What this task involves>
Give all of the data below again exactly, and drop the images.

Source records>
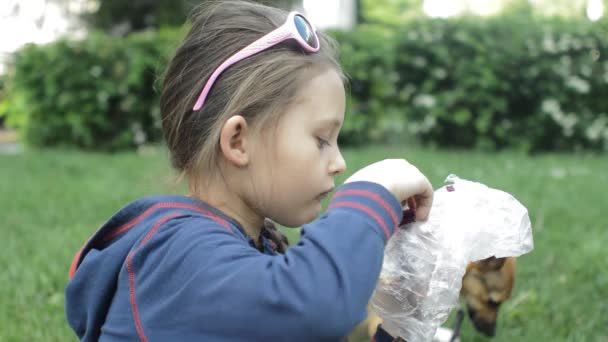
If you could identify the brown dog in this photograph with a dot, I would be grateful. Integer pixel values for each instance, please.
(485, 285)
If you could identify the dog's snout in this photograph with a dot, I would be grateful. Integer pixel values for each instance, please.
(488, 328)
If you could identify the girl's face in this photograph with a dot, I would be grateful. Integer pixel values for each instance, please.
(295, 164)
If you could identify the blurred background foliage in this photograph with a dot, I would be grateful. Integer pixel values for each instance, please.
(517, 79)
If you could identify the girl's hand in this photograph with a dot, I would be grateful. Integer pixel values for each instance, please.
(402, 179)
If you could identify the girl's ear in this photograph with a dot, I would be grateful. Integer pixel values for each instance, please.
(234, 139)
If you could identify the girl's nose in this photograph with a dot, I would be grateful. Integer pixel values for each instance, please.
(338, 164)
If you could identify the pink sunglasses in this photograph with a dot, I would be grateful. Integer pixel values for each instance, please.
(295, 27)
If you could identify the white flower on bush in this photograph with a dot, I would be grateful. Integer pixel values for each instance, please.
(96, 71)
(598, 129)
(424, 100)
(549, 43)
(139, 136)
(578, 84)
(551, 106)
(419, 62)
(423, 126)
(586, 70)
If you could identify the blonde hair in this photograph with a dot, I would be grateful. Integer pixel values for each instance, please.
(259, 88)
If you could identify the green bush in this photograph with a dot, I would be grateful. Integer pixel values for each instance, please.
(537, 84)
(97, 93)
(509, 81)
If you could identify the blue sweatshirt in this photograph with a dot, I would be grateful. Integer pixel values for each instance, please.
(170, 268)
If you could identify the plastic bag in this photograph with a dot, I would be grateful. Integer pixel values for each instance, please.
(425, 261)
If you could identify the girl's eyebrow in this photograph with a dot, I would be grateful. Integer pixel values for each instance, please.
(330, 122)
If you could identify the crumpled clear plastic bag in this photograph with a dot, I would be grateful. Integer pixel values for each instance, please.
(425, 261)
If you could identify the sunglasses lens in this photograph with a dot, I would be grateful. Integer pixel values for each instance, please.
(306, 31)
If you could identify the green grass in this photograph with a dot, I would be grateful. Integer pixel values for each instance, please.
(51, 201)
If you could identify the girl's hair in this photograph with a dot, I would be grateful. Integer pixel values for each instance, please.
(259, 88)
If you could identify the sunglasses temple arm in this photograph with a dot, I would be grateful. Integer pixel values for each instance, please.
(272, 38)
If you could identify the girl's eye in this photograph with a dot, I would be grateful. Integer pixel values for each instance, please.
(322, 142)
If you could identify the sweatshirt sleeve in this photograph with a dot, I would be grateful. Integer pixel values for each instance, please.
(216, 287)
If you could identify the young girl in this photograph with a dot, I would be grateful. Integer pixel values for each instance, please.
(252, 105)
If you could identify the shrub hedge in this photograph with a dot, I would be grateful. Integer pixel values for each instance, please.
(508, 81)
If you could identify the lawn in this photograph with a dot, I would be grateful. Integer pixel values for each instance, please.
(51, 201)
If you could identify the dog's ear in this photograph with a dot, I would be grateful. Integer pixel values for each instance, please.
(491, 263)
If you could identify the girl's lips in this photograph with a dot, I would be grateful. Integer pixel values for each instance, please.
(324, 194)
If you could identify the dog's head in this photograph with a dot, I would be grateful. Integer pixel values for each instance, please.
(485, 286)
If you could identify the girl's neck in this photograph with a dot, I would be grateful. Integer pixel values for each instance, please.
(220, 197)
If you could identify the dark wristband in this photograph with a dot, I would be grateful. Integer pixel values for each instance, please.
(383, 336)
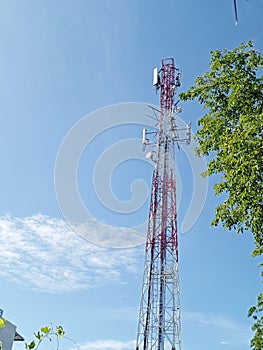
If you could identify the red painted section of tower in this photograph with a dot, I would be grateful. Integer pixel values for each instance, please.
(159, 325)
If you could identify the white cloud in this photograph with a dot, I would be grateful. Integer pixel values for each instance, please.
(45, 254)
(108, 345)
(236, 332)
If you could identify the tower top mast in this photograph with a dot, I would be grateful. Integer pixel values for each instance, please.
(159, 326)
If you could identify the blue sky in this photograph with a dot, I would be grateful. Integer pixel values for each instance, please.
(60, 62)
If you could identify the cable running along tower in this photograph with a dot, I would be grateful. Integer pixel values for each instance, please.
(159, 326)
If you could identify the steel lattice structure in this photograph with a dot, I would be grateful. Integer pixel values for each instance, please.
(159, 325)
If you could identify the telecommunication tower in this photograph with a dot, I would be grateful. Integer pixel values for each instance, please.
(159, 326)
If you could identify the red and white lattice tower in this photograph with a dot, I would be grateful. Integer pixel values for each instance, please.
(159, 326)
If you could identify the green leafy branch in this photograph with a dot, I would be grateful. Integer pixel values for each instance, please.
(48, 332)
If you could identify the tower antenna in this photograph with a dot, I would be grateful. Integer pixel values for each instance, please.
(159, 324)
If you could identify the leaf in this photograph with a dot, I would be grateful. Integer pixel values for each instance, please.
(31, 345)
(45, 330)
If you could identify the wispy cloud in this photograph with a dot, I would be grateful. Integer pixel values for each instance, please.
(45, 254)
(108, 345)
(231, 330)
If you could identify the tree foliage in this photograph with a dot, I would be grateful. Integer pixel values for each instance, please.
(49, 333)
(230, 134)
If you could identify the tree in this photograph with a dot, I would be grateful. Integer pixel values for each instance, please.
(230, 135)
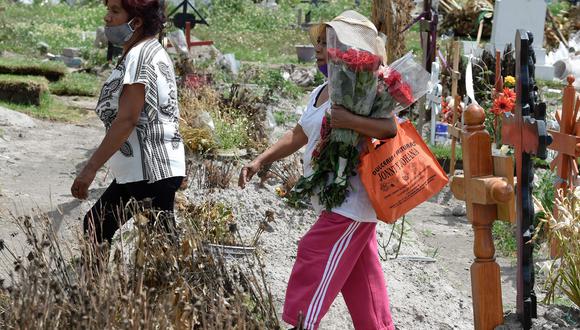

Response>
If you could identify the brown dog in this photograph with a dot, I would be grateful. Integer pixel values for each instance, please.
(485, 285)
If you could identify the dog's snout in this photograph with a dot, I would be grateful. Integer pixel values for each instance, please.
(488, 328)
If you could identify the girl's face in this photograph with a dot, I would be grateful. Integer pixel values for each instance, please.
(295, 164)
If you could identify the blurred background foliage in this photograph with a dot, I would be grateful. Integer pixel values for each instance, please.
(517, 79)
If you could identify the girl's hand in this photograph with a dot, I would be grateful. Integer pixel values for each instance, please.
(402, 179)
If you could identify the girl's ear in this photograph with a dot, I would be grateful. Integer pixel values for each instance, please.
(234, 139)
If you could identify the girl's nose in this photograph with a dot, I would be grateful. Integer pixel values for each instance, please.
(338, 164)
If you could identify the pink sunglasses in this photograph with a dot, I would be grateful. Integer pixel values for each instance, please.
(295, 27)
If you could identify the white flower on bush in this photograph with a dot, I would be grateful. Integer pixel values for each instance, please.
(96, 71)
(598, 129)
(424, 100)
(549, 43)
(139, 136)
(578, 84)
(551, 106)
(419, 62)
(423, 126)
(586, 70)
If you could identify the blonde hair in this photograph with a dot, I would be grateful. Integer pixel values for each instance, please.
(259, 88)
If you could identify the green bush in this photograph with a dot, I would be grateful. Integer pixel values for each instance, please.
(537, 84)
(97, 93)
(509, 81)
If you could identify the blue sweatshirt in this photograph with a dot, I would be grateful. Integer pixel values for each instance, please.
(170, 268)
If you could identify the plastic bag in this photograph with a dot, I would be grateful. Integer pixel values for each instance, please.
(425, 261)
If you could identify the girl's eyebrow in this photograph with a dot, I would be grateful. Integer pixel values for each instance, please.
(330, 122)
If you could identify the crumpled clear plastic bag in this photograph with a dot, I would be grateful. Integer pixel values for each instance, please.
(425, 261)
If you could identify the sunglasses lens in this photograph with a dot, I would be grateful. Integer pixel values for each instance, please.
(306, 31)
If you could identify the green grass in this photograph with a dot, I would be grateful. Integer pixel values for each instance, please.
(51, 201)
If you could identify the girl's hair in this photograph with a dot, I would be grateful. Integer pixel values for each instance, please.
(259, 88)
If you could identify the sunglasses temple arm in this photograph with a dot, I would be grateful. Integer pixel values for each instance, please.
(272, 38)
If you could identify the girl's eye in this photograph with a dot, I would be grateful. Integer pixel values for each instance, please.
(322, 142)
If you could identify the sweatshirt sleeve in this photograph with a dot, I would be grateful. Integer pixel values for each instance, please.
(216, 287)
If you could identify the young girl in this photograph with a dot, I would be grateful. Integer pixel values for each instance, please.
(252, 105)
If you could identify the shrub hedge in this photograph with a dot, I would be grateful. Integer pixel values for each instance, please.
(508, 81)
If you could identify the lawn in this photograph with a dot, I would be grateful. Integer pixel values for each instance, please.
(51, 201)
If you could identify the dog's ear in this photograph with a dot, I would be grateful. Integer pixel values for each instance, please.
(491, 263)
If you could identify the girl's lips in this photograph with a dot, I would be grateful. Integer pixel values for each instance, please.
(324, 194)
If you could identify the dog's head in this photograph with a dot, I would be grateful. Integer pixel values for each instance, please.
(485, 286)
If you could identify the girl's neck in this photograph with a dot, I would be grateful. Integer pixel values for each instance, please.
(220, 197)
If you could identify the dark wristband in this photograph with a dot, I would be grateful. Integer pixel values for each instance, please.
(383, 336)
If you could identify the red painted section of tower in this photograph with a dot, I would be grateful. Integer pixel values for each instance, please.
(159, 325)
If you could identify the white cloud in this photograph with a dot, I would be grateful. Integer pixel values for each instance, please.
(45, 254)
(108, 345)
(236, 332)
If you could identify the tower top mast in this photograph with a dot, I would be grateful. Integer pixel values for each instance, please.
(159, 326)
If you could identify the blue sky in this photograph with a dot, I would be grateful. Integer pixel values for each instance, please.
(60, 62)
If you could identify the cable running along tower in this photograph with a dot, I would be grateful. Integer pixel values for each instance, please.
(159, 326)
If you could identify the steel lattice structure in this photograph with a dot, I would be grateful. Integer pixel values for each instance, please.
(159, 325)
If you could identify the telecommunication tower in this photograph with a dot, I would be grateful. Integer pixel values for each instance, please.
(159, 326)
If you could identify the red and white lattice tower in this photograph with a dot, I would be grateful. Integer pixel values for each instance, please.
(159, 326)
If you could identify the green leafy branch in this photograph with a dot, I would be grateful. Integer pixel values for each instance, please.
(48, 332)
If you could identify the tower antenna in this photograph with a dot, I would be grateful. Integer pixel values for each instance, please.
(159, 324)
If you could identify the leaf in this photograph with a dot, I would be grateful. Integer pixel values for each instance, please.
(31, 345)
(45, 330)
If you could identify the wispy cloud in this photograph with a dot, I would be grateful. Integer pixel values for each instance, please.
(45, 254)
(108, 345)
(231, 330)
If you could identify the tree foliage in this photograph with a dot, I would be grateful. Integer pixel values for each instance, please.
(49, 333)
(230, 134)
If you could identify the tree in this photograph with a dot, I would be grateful. Integer pixel values for each instance, please.
(230, 135)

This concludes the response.